"""

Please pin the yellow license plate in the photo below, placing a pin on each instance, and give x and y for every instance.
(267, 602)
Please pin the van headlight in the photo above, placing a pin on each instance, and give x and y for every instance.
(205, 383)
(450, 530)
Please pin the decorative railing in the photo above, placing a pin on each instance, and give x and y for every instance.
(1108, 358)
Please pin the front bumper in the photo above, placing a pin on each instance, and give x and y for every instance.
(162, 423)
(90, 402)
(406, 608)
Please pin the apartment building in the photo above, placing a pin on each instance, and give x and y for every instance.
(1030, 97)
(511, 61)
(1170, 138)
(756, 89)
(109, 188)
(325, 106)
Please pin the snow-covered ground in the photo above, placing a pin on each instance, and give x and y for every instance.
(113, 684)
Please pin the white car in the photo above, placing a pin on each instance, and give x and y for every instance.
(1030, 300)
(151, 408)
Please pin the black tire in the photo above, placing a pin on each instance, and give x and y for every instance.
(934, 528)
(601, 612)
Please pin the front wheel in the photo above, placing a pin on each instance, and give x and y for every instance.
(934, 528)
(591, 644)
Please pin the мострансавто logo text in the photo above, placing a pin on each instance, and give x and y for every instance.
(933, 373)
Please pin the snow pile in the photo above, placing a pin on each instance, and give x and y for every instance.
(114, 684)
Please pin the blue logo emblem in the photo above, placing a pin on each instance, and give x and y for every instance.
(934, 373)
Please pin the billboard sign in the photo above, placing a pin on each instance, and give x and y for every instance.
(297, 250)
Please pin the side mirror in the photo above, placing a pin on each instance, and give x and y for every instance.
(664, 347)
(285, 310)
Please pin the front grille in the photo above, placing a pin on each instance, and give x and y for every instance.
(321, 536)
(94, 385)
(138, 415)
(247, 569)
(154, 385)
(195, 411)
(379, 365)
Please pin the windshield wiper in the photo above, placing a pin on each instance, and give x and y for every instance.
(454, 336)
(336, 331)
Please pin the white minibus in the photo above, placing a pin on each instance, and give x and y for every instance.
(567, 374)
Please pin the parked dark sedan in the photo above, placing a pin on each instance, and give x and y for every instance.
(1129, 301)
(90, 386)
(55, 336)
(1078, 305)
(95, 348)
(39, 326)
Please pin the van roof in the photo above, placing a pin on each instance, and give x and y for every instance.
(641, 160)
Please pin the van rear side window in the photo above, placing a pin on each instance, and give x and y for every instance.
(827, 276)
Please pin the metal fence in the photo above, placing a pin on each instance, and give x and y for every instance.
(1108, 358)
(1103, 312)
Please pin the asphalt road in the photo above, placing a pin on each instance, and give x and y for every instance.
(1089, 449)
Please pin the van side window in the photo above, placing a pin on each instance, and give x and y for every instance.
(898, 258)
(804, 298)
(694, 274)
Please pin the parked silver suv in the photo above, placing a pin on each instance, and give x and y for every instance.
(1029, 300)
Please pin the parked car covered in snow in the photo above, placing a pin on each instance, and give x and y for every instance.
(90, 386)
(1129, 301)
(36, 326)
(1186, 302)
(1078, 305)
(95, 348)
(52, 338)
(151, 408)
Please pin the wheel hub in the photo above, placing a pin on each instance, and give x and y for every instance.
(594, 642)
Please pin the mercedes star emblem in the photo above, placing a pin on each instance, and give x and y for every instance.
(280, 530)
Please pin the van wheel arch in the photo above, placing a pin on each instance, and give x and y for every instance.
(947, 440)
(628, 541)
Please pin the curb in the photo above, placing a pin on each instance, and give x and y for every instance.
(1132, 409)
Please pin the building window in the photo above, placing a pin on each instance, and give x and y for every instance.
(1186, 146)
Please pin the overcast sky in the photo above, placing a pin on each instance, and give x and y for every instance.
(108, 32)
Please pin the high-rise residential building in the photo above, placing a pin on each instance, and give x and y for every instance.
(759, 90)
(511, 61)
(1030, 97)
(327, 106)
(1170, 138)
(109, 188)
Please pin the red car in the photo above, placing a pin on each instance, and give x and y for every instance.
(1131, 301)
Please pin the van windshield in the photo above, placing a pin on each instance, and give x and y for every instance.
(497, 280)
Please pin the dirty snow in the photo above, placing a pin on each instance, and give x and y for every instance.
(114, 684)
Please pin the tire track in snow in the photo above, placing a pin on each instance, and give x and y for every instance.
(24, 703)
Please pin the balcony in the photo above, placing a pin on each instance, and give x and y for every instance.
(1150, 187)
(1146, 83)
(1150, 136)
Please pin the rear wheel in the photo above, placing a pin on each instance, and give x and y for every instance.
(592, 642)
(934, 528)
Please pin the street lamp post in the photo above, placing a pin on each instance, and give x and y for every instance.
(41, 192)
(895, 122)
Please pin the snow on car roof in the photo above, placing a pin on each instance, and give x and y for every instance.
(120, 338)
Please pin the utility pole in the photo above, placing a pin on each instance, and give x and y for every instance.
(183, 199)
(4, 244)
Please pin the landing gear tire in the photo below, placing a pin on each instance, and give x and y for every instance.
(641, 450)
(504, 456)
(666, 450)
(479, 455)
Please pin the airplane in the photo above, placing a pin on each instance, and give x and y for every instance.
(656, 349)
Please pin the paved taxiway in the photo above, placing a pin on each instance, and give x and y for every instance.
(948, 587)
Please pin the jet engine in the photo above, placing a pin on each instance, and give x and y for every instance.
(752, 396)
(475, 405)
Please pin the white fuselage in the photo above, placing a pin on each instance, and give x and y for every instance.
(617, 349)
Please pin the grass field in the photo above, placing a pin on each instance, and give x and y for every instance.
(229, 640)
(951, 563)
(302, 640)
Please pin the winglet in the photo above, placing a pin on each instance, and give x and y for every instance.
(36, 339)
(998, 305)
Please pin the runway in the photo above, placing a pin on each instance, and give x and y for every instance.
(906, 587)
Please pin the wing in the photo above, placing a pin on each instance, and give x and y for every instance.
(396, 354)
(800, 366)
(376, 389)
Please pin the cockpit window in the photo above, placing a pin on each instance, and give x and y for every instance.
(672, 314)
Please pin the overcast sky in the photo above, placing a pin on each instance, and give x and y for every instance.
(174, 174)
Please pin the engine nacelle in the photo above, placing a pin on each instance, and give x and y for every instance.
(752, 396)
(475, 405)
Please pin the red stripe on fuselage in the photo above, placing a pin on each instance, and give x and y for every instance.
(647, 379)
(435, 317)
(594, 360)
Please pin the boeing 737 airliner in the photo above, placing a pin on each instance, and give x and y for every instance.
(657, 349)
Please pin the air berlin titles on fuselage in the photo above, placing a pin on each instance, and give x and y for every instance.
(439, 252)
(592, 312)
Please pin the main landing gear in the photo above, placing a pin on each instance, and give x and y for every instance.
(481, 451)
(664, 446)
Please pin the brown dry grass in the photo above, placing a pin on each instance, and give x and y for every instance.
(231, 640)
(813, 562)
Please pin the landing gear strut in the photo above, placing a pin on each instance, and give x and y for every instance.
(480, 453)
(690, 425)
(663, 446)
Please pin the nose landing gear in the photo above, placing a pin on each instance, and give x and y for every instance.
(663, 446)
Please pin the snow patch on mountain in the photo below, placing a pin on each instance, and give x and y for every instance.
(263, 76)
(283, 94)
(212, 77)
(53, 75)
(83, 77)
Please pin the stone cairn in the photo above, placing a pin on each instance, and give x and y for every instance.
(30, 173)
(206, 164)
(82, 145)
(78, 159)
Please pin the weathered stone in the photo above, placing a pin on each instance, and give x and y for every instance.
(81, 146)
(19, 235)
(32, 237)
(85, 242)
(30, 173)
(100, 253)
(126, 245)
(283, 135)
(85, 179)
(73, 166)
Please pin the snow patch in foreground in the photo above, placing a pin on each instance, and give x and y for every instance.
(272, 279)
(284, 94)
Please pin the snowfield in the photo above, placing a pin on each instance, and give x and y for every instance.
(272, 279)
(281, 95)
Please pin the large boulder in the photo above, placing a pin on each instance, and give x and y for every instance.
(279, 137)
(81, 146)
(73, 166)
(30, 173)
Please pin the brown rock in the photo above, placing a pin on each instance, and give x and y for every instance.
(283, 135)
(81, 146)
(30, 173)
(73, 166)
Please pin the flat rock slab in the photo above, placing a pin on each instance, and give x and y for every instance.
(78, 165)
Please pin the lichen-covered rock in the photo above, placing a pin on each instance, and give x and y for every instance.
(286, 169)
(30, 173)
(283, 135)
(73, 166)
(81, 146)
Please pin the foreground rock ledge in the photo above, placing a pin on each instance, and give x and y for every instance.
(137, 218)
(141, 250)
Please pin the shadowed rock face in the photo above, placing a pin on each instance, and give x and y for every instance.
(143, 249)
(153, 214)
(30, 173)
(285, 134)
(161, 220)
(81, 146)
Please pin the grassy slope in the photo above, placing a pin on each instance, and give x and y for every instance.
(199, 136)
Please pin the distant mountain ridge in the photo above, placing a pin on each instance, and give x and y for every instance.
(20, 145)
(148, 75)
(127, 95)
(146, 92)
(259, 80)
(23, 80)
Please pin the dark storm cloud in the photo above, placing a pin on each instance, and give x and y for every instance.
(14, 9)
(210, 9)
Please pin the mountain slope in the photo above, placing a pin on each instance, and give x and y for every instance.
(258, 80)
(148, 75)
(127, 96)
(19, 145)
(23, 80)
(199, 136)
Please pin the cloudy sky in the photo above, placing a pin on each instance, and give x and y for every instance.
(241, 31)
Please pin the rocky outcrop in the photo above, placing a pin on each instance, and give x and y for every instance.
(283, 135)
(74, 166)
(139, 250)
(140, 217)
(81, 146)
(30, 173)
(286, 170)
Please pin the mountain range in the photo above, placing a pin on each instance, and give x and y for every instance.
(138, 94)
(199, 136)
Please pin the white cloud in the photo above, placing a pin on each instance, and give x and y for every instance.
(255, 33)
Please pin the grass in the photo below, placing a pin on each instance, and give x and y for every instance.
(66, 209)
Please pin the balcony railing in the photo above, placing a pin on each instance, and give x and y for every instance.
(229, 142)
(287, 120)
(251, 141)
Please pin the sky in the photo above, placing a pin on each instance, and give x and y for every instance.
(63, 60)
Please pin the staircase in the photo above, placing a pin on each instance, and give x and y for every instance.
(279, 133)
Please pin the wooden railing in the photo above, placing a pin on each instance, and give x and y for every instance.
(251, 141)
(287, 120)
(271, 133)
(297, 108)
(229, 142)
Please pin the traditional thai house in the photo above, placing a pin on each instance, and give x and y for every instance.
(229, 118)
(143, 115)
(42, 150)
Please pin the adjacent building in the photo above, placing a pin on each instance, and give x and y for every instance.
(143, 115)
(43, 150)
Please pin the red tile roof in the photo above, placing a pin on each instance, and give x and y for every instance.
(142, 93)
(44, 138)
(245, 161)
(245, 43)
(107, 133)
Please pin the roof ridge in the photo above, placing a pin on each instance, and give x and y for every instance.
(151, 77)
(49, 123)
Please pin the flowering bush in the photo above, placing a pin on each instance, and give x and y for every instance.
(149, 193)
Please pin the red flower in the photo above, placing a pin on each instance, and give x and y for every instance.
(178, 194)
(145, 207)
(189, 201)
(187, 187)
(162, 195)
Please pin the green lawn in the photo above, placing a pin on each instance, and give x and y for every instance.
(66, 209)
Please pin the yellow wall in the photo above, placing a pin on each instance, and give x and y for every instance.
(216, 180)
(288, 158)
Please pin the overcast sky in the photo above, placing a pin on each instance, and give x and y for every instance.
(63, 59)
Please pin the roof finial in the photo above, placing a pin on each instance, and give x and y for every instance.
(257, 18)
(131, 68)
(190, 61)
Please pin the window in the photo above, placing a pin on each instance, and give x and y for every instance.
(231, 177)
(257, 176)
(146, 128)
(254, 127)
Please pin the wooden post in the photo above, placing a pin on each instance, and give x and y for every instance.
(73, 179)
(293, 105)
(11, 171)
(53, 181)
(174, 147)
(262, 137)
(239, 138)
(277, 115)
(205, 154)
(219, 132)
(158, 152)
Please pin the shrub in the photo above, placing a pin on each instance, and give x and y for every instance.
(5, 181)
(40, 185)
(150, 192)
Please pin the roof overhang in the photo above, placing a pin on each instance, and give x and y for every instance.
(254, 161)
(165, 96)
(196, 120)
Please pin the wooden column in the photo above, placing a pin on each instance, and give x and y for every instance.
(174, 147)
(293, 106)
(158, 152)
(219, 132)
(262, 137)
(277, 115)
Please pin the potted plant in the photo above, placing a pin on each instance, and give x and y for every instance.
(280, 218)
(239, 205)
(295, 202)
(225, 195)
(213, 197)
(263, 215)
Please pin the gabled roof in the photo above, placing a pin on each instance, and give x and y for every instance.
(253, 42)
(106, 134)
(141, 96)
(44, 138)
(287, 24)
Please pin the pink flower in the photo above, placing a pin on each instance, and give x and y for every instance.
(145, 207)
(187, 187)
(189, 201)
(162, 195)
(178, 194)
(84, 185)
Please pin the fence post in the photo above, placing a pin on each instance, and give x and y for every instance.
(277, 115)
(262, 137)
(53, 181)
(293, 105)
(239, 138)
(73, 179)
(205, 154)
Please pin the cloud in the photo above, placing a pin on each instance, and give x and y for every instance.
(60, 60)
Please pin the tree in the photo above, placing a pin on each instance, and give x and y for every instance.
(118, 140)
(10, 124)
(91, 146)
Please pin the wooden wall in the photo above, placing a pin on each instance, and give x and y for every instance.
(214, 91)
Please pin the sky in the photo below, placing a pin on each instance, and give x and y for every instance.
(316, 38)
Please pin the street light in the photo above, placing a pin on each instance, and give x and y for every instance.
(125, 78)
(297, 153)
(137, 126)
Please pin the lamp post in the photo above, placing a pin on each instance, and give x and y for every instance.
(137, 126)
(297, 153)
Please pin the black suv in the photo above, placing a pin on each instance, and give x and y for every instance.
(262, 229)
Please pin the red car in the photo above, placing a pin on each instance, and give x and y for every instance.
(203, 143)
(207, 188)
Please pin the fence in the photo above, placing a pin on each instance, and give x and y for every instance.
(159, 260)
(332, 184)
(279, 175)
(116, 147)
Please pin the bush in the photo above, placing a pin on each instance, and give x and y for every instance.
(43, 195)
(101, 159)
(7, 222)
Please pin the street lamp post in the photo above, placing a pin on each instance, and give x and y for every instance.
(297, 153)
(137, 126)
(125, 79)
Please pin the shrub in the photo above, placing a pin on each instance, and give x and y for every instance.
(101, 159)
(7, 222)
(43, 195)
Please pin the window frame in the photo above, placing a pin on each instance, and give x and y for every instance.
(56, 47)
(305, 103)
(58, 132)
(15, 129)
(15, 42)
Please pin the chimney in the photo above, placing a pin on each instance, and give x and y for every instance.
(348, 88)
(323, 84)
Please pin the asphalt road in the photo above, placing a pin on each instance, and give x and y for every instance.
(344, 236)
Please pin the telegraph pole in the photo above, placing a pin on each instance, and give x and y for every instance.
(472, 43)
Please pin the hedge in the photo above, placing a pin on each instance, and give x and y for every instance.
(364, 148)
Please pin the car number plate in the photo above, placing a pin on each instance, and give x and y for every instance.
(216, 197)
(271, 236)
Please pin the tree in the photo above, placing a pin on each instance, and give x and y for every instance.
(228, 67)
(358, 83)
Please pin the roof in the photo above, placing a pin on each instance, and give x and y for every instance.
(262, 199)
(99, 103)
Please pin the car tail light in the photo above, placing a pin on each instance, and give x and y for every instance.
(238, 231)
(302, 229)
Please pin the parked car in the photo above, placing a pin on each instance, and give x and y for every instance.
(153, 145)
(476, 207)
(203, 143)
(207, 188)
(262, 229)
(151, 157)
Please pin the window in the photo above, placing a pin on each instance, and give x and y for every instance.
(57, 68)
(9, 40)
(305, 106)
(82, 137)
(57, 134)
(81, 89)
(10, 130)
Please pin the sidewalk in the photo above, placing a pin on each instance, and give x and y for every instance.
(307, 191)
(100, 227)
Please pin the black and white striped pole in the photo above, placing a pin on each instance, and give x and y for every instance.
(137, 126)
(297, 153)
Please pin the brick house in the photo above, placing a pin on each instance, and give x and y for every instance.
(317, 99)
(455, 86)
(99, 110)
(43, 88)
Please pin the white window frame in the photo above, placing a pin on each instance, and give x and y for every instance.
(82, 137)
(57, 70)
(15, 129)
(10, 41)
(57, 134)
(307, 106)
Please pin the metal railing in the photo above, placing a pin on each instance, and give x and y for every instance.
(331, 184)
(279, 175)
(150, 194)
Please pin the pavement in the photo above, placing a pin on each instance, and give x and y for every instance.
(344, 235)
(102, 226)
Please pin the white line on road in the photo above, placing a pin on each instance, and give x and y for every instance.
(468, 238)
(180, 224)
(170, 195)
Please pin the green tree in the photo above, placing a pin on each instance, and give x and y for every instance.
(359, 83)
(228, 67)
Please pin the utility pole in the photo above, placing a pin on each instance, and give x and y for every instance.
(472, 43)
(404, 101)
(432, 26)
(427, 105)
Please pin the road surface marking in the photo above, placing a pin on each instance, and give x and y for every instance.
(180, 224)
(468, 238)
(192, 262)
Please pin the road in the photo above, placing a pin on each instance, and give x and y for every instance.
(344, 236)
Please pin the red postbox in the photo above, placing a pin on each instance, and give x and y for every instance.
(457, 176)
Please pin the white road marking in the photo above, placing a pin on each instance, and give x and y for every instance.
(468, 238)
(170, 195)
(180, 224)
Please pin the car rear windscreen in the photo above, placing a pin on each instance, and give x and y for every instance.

"""

WORK INSTRUCTIONS —
Give back exactly the lines that run from the line with "Please pin the pavement" through the close of the material, counting both ends, and nothing more.

ANSWER TO THIS PROBLEM —
Please pin the pavement in the photo above, placing a pin on each instance, and give x and y for every instance.
(344, 235)
(102, 226)
Please pin the white line on road in the photo above, placing a pin on each instance, and give x and y for every instance.
(468, 238)
(180, 224)
(170, 195)
Please pin the green tree in the photo above, placing a pin on each instance, and give x and y for every instance.
(359, 83)
(228, 67)
Please pin the utility pole in the photo above, placing a pin on each instance, and give x and y for every instance.
(472, 43)
(404, 101)
(432, 26)
(427, 105)
Please pin the road surface marking in the photo above, placing a pin on each instance, and give x and y for every instance.
(180, 224)
(468, 238)
(192, 262)
Please pin the road in the photo above, placing a pin on each instance, and give x and y for every instance.
(344, 236)
Please pin the red postbox in the photo above, placing a pin on each instance, and give x and y for every instance.
(457, 176)
Please pin the white road marking in the photo above, placing a pin on each instance, and give x and y for every instance.
(468, 238)
(170, 195)
(180, 224)
Please pin the car rear windscreen in the photo above, placing a pin on each instance, and give x and y for every instance.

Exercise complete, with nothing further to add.